> [Exercise brief]: Copy out all of the records below with "countertop" replaced by "street view" and nothing else changed. Leave the pictures out.

> [Provided records]:
┌────────

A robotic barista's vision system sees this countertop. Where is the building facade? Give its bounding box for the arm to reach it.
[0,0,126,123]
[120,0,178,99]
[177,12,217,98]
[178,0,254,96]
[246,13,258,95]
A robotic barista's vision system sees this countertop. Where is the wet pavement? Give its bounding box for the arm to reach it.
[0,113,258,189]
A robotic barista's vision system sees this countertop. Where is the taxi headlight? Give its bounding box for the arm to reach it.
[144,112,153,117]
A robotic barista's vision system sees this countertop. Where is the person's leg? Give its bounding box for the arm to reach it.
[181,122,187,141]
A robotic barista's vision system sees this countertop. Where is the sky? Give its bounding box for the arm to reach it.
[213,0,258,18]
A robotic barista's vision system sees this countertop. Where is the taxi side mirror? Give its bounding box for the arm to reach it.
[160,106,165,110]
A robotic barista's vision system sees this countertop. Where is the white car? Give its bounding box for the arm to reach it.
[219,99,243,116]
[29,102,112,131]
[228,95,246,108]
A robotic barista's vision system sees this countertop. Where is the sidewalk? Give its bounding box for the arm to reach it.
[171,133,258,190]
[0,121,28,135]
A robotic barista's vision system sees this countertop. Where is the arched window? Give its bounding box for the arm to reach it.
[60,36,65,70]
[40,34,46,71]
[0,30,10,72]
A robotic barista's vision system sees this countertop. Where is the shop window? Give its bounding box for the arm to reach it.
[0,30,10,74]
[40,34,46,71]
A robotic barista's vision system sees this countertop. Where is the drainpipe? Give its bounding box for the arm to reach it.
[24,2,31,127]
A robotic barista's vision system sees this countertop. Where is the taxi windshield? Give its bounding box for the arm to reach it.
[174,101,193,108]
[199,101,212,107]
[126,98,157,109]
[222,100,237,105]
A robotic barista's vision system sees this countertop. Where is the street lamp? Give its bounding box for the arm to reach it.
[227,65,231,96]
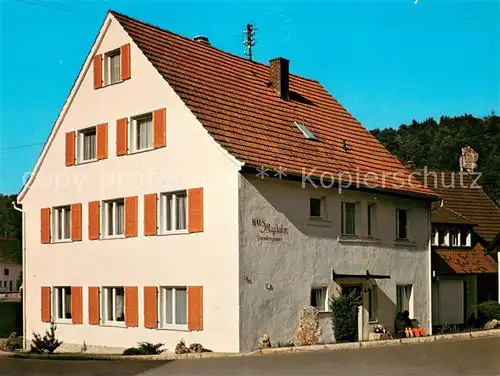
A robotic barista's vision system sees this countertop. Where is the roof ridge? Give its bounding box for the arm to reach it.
[108,9,319,83]
[445,207,476,224]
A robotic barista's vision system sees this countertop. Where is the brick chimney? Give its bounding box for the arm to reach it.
[269,57,290,101]
[193,35,210,46]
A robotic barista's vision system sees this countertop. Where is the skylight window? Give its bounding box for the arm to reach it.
[295,122,317,140]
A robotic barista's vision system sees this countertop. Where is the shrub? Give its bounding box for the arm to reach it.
[330,291,361,342]
[30,323,62,354]
[0,332,23,352]
[477,300,500,321]
[123,342,165,355]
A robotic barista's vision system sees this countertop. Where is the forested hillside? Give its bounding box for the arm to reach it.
[371,114,500,204]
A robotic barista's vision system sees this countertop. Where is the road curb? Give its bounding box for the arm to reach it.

└────────

> [Exercise result]:
A robotic barista's vision system sees this street view. Where is the building facade? Give its bounding box for the arm to reach it.
[0,0,126,123]
[120,0,178,99]
[177,12,217,98]
[178,0,254,96]
[246,13,258,95]
A robotic barista's vision system sees this street view. Where is the wet pavement? Give its bounding box for the arm to reach it.
[0,113,258,189]
A robotic barista's vision system sees this street view. Where is the taxi headlight? Give its bounding box for the arm to reach it.
[144,112,153,117]
A robotic barista's vision system sees this street view. Where is the person's leg? Give its bounding box for the arm to reach it.
[181,122,187,141]
A robotic barista's vision system sees this street view. Where is the sky? Give its bounding box for the arm to reach it.
[213,0,258,18]
A robotic barista's vision system sees this street view. Where is the taxi side mirror? Give its bounding box for the arm to reach it.
[160,106,165,110]
A robotic barista's vision system sees this street view. Where is the white car? Give its bounding box for the arm to reach it.
[219,99,243,116]
[29,102,112,131]
[228,95,246,108]
A robotic barista's vision system sees this street view. Where is the sidewalk? Give its bounding box for the arm to reach it.
[171,133,258,190]
[0,121,28,135]
A robotic barista's vision system sees this street view. Where is the arched window? Give its bounding box for the arm to reach it.
[60,36,65,70]
[40,34,46,71]
[0,30,10,72]
A robotic barista's vision system sees this street view. Where is the shop window? Give its bounding box for the arm to reach it.
[0,30,10,74]
[40,34,46,71]
A robotic barista's vision system sees this street view. Where is the drainpipe? Give its bounding box for the arm to reach it.
[24,2,31,127]
A robotic barista's vision system sees this street view. Where is the taxi windshield? Give its bounding box for the arm to reach it.
[174,101,193,108]
[199,101,212,107]
[126,98,157,109]
[222,100,237,105]
A robotic barista's vision system sees this street view. Where is the street lamp? Give its bounding box for the arm to reach it.
[227,65,231,96]
A robotic barista's vision system sees this street view. Where is the roof ridge? Give its bounding box for the arm to reach it.
[108,9,319,83]
[445,207,476,224]
A robotic barista's vision system sees this street view. Where is the brick chimney? Give its bounding box for the arm to reach it.
[269,57,290,101]
[193,35,210,46]
A robotic barista's vision system sees this street view. Where is the skylight window? Give its bounding box for the arm to reach it.
[295,122,317,140]
A robotic barista's vision system sees this street view. Where is the shrub? Give its bounding box for the arm to reach it.
[330,291,361,342]
[30,323,62,354]
[0,332,23,352]
[477,300,500,321]
[123,342,165,355]
A robotic barista's vision system sees this street view. Where is the forested hillside? Give its bounding box for the arm to reach it.
[371,114,500,204]
A robotic barista's vision system sees this street view. Where is the road curb? Give its bounding box for the arm to reach it.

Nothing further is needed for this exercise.